# Extract to read
+ + + +

Monday, 23 September 2013

The last week

I can't believe it's the last week of my residency, and this time next Monday I'll be back in England. The week hasn't had the best start, as I've found that my final canvas was blown away during the night, meaning that only 2 canvasses have actually survived.
I'm not quite sure how I feel, as it is a bit disappointing, but it is a risk I have to accept when it comes to working here. At least I can say that I'm really pleased with the two canvasses I do still have, and I'm keen to exhibit them once I got home. It would have been nice to have come away from this with a larger body of work, and I didn't plan for this happening because I honestly didn't know that the conditions here would be strong enough to make this happen. I'm satisfied with what I have, but it would have been good to have more work.

+ + + +

# Listed records
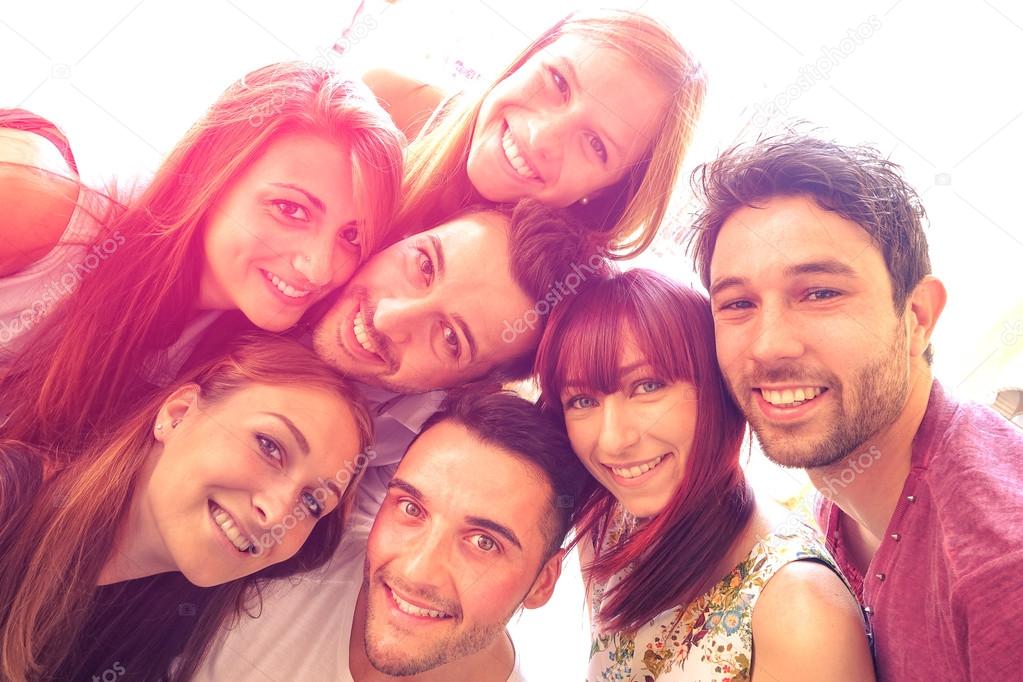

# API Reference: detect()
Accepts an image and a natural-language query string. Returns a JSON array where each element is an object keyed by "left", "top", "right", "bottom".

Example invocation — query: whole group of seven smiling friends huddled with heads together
[{"left": 0, "top": 10, "right": 1023, "bottom": 682}]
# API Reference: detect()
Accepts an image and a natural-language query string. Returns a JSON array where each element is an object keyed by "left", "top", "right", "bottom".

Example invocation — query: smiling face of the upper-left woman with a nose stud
[{"left": 199, "top": 133, "right": 364, "bottom": 331}]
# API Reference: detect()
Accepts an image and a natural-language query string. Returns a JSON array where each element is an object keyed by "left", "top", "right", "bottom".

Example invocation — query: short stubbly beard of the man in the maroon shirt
[{"left": 728, "top": 321, "right": 909, "bottom": 468}]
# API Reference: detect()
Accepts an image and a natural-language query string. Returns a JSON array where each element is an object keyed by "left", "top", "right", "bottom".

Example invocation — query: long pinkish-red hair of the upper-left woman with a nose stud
[{"left": 0, "top": 62, "right": 403, "bottom": 455}]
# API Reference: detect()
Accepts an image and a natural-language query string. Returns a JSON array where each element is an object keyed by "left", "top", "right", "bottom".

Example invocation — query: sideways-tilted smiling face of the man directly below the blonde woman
[{"left": 313, "top": 213, "right": 539, "bottom": 393}]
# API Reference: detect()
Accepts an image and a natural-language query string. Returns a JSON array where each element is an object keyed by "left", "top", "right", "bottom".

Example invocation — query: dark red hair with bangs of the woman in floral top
[{"left": 536, "top": 269, "right": 753, "bottom": 632}]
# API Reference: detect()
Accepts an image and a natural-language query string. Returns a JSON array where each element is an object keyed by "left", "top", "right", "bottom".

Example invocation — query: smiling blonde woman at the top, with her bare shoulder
[{"left": 364, "top": 10, "right": 706, "bottom": 258}]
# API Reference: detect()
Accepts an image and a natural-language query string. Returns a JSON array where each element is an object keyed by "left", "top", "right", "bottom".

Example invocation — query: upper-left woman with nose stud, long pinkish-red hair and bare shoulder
[{"left": 0, "top": 62, "right": 403, "bottom": 453}]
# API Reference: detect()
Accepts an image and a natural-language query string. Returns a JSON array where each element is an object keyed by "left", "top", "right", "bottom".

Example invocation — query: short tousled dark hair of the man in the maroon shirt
[{"left": 688, "top": 133, "right": 931, "bottom": 363}]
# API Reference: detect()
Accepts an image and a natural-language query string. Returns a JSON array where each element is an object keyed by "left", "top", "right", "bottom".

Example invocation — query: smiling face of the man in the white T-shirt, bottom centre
[{"left": 363, "top": 420, "right": 561, "bottom": 679}]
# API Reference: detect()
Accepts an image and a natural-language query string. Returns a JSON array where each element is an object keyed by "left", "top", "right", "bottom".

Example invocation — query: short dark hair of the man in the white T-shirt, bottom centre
[{"left": 409, "top": 388, "right": 590, "bottom": 561}]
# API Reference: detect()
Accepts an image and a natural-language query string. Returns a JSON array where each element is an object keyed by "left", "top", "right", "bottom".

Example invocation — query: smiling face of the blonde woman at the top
[{"left": 466, "top": 36, "right": 668, "bottom": 208}]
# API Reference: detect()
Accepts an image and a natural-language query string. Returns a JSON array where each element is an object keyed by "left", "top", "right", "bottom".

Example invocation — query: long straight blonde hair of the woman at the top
[{"left": 391, "top": 10, "right": 707, "bottom": 259}]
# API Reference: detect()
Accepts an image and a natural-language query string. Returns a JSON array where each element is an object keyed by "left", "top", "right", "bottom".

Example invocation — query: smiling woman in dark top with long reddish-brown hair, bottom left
[{"left": 0, "top": 336, "right": 371, "bottom": 682}]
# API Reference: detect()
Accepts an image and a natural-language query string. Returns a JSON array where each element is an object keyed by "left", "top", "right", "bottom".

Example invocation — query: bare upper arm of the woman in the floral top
[{"left": 753, "top": 561, "right": 875, "bottom": 682}]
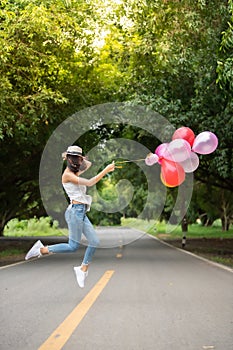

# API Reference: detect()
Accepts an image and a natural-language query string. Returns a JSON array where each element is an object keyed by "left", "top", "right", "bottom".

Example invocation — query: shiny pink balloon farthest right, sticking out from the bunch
[{"left": 192, "top": 131, "right": 218, "bottom": 154}]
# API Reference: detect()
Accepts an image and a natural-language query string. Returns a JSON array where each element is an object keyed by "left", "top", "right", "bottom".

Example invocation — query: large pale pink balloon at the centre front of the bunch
[{"left": 163, "top": 139, "right": 191, "bottom": 163}]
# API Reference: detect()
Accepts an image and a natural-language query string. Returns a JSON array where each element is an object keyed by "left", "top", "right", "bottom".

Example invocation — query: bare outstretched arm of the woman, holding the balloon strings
[{"left": 62, "top": 162, "right": 115, "bottom": 187}]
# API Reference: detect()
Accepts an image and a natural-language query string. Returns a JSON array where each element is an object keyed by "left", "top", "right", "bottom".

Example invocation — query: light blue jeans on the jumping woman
[{"left": 48, "top": 204, "right": 99, "bottom": 265}]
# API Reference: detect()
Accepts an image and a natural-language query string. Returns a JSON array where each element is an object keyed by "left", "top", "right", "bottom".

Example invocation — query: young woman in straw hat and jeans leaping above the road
[{"left": 25, "top": 146, "right": 115, "bottom": 288}]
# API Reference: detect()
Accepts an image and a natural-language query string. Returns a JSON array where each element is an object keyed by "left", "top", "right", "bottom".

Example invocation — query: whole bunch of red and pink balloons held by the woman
[{"left": 145, "top": 127, "right": 218, "bottom": 187}]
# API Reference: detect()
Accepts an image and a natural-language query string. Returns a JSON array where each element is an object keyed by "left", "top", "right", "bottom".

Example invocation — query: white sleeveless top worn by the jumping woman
[{"left": 62, "top": 182, "right": 92, "bottom": 211}]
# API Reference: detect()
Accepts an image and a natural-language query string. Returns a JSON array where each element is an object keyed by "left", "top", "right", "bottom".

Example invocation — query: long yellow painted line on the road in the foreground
[{"left": 38, "top": 270, "right": 114, "bottom": 350}]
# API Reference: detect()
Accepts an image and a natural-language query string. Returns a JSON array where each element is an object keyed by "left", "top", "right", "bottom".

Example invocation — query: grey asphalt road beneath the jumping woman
[{"left": 0, "top": 228, "right": 233, "bottom": 350}]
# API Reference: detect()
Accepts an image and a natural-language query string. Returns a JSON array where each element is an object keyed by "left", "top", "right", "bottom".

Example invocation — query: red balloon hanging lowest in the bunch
[{"left": 161, "top": 159, "right": 185, "bottom": 187}]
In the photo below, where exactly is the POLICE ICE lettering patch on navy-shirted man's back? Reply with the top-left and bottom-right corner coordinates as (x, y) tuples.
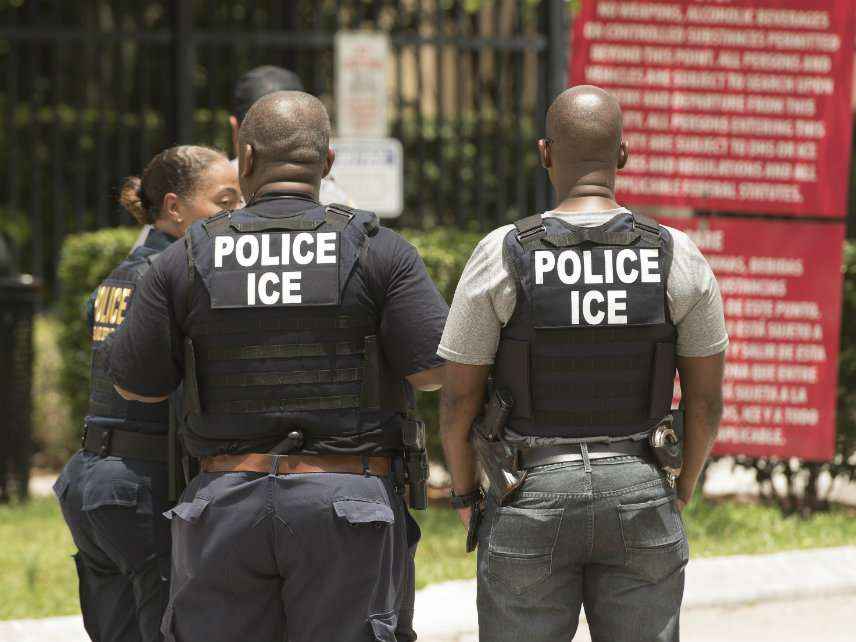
(213, 232), (339, 307)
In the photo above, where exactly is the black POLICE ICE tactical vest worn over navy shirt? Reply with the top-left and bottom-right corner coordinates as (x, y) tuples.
(184, 196), (408, 456)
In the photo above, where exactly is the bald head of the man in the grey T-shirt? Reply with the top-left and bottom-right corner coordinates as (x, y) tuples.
(547, 85), (621, 167)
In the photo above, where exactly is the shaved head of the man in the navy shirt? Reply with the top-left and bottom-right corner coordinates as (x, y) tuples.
(238, 91), (330, 189)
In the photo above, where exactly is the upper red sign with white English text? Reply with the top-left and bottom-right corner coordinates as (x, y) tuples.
(569, 0), (856, 217)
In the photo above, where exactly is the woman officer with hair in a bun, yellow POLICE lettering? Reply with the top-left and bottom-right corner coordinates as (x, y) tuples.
(54, 145), (240, 642)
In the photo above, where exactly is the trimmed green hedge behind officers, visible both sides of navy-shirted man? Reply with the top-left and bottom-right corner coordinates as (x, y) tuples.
(57, 227), (480, 454)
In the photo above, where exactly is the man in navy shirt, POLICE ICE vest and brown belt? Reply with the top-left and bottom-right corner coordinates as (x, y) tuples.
(109, 92), (448, 642)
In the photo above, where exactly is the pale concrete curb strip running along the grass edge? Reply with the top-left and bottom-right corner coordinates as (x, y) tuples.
(6, 546), (856, 642)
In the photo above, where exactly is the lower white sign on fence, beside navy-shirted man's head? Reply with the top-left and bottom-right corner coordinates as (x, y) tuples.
(331, 138), (404, 218)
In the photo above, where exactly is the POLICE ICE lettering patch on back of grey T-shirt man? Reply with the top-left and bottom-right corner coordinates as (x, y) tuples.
(533, 248), (662, 327)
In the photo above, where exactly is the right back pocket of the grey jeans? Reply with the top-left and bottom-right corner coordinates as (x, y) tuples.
(618, 495), (689, 584)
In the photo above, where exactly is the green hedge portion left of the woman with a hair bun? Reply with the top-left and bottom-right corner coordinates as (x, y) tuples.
(56, 227), (140, 436)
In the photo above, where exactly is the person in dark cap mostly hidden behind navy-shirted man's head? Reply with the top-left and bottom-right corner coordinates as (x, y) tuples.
(229, 65), (354, 207)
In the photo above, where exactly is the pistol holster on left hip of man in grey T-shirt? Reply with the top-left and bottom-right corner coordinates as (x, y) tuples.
(470, 389), (527, 506)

+ + + +

# Assignment
Pick up the residency blog entry about the lost canvas and write what comes next after its final sentence.

# Reply to the exercise
This week will mainly be spent planning and preparing for future work, in particular the weathered fibre piece I hope to work on. I think I'll also try a couple of works of paper or wood whilst I still have the chance. I've put an experiment on wood out in place on the canvas piece, and hopefully this will last as it's a bit heavier than the canvas.

Sunday, 22 September 2013

Final piece is in progress

My final canvas here is now outside, I can't believe I am going back to England in a week! On this occasion I've tied the canvas with a longer rope, so it can be carried around by the wind and moved a bit more than the other pieces. I'm hoping that this will lead to it being bashed around a bit more than the others, and will produce a new result.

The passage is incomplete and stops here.